**Document text:**
──────────

Unit 5 | Natural Language Processing Notes

UNIT V: Ambiguity Resolution

5.1 What is Ambiguity?

Ambiguity occurs when a word, phrase, or sentence has more than one possible interpretation.

Ambiguity is one of the biggest challenges in NLP. Human brains resolve it easily using context and world knowledge, but for computers it is very hard.

Types of Ambiguity:

Lexical: Word has multiple meanings.
Structural/Syntactic: Sentence can be parsed in multiple ways.
Semantic: Sentence meaning is unclear.
Referential: It is unclear what a pronoun refers to.

5.2 Statistical Methods for Ambiguity Resolution

Statistical NLP uses data (large amounts of text) to resolve ambiguity by finding the most probable interpretation.

Core Idea:

Given an ambiguous input, choose the interpretation that is most likely based on patterns in training data.

Probability Rule:

P(interpretation | input) — Probability of each interpretation given the input.
Choose the interpretation with the highest probability.

Training Data:

Large collections of text (called corpora) are used.
Example: Wikipedia, news articles, books.

5.3 Probabilistic Language Processing

Probabilistic language models assign probabilities to sequences of words.

N-gram Models:

An N-gram is a sequence of N words.
Unigram: Single word — P("dog")
Bigram: Two words — P("dog" | "the") — probability of "dog" after "the"
Trigram: Three words — P("chased" | "dog", "the")

Formula (Bigram):

P(sentence) = P(w₁) × P(w₂|w₁) × P(w₃|w₂) × ...

Application:

Speech recognition: Which word sequence is most likely?
Machine translation: Which translation sounds most natural?
Auto-complete: What word is most likely to come next?

Smoothing:

Problem: If a word pair never appeared in training data, P = 0.

──────────

**Supplied material:**

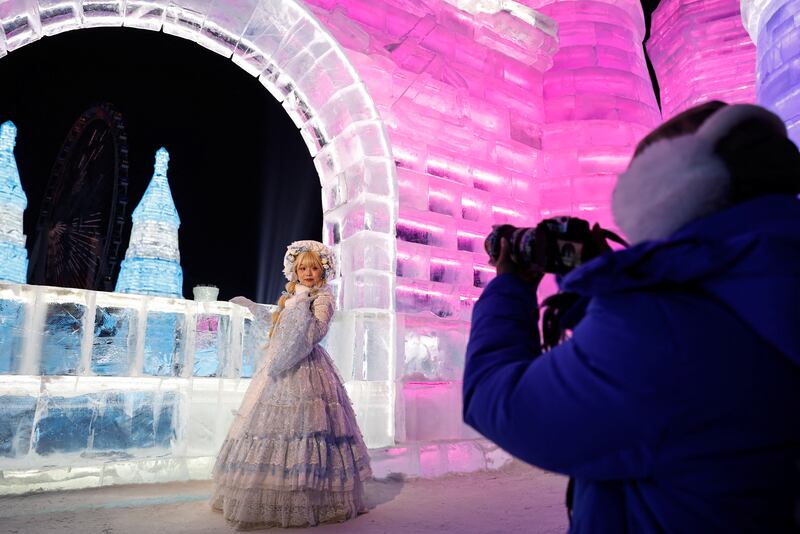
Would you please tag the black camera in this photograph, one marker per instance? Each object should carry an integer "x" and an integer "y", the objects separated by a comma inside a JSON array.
[{"x": 555, "y": 245}]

──────────

**Stated goal 1:** According to the NLP notes, what are large collections of text used as training data called?
**Stated goal 2:** Return the passage of the NLP notes starting with "Ambiguity is one" and going on through "has multiple meanings.".
**Stated goal 3:** Resume the NLP notes on ambiguity resolution from the point where they stop.

**Written answer 1:** Corpora.

**Written answer 2:**
Ambiguity is one of the biggest challenges in NLP. Human brains resolve it easily using context and world knowledge, but for computers it is very hard.

Types of Ambiguity:

Lexical: Word has multiple meanings.

**Written answer 3:**
Solution: Add a small count to all pairs (Laplace smoothing).

5.4 Estimating Probabilities

Probabilities are estimated from training data using Maximum Likelihood Estimation (MLE).

Formula:

P(word₂ | word₁) = Count(word₁, word₂) / Count(word₁)

Example:

From training data: "the dog" appears 100 times, "the cat" appears 50 times, "the" appears 200 times.
P("dog" | "the") = 100/200 = 0.5
P("cat" | "the") = 50/200 = 0.25

Problem with MLE:

If a word pair never appeared, probability = 0.
This causes problems (multiplying by 0 kills the whole probability).
Solution: Smoothing techniques (Laplace, Kneser-Ney, Good-Turing).

5.5 Part-of-Speech (POS) Tagging

POS Tagging is the process of assigning a grammatical category (noun, verb, adjective, etc.) to each word in a sentence.

Why is it hard?

Many words can be multiple parts of speech.
"Run" can be a noun ("a run in the park") or a verb ("I run daily").
"Back" can be noun, verb, adjective, or adverb.

Common POS Tags (Penn Treebank):

Tag	Meaning
NN	Noun, singular
NNS	Noun, plural
VB	Verb, base form
VBD	Verb, past tense
JJ	Adjective
RB	Adverb
DT	Determiner
IN	Preposition
CC	Coordinating conjunction

Methods for POS Tagging:

1. Rule-Based:

Use hand-written rules to assign tags.
Example: "If word ends in '-ing' and is after 'is', tag as VBG."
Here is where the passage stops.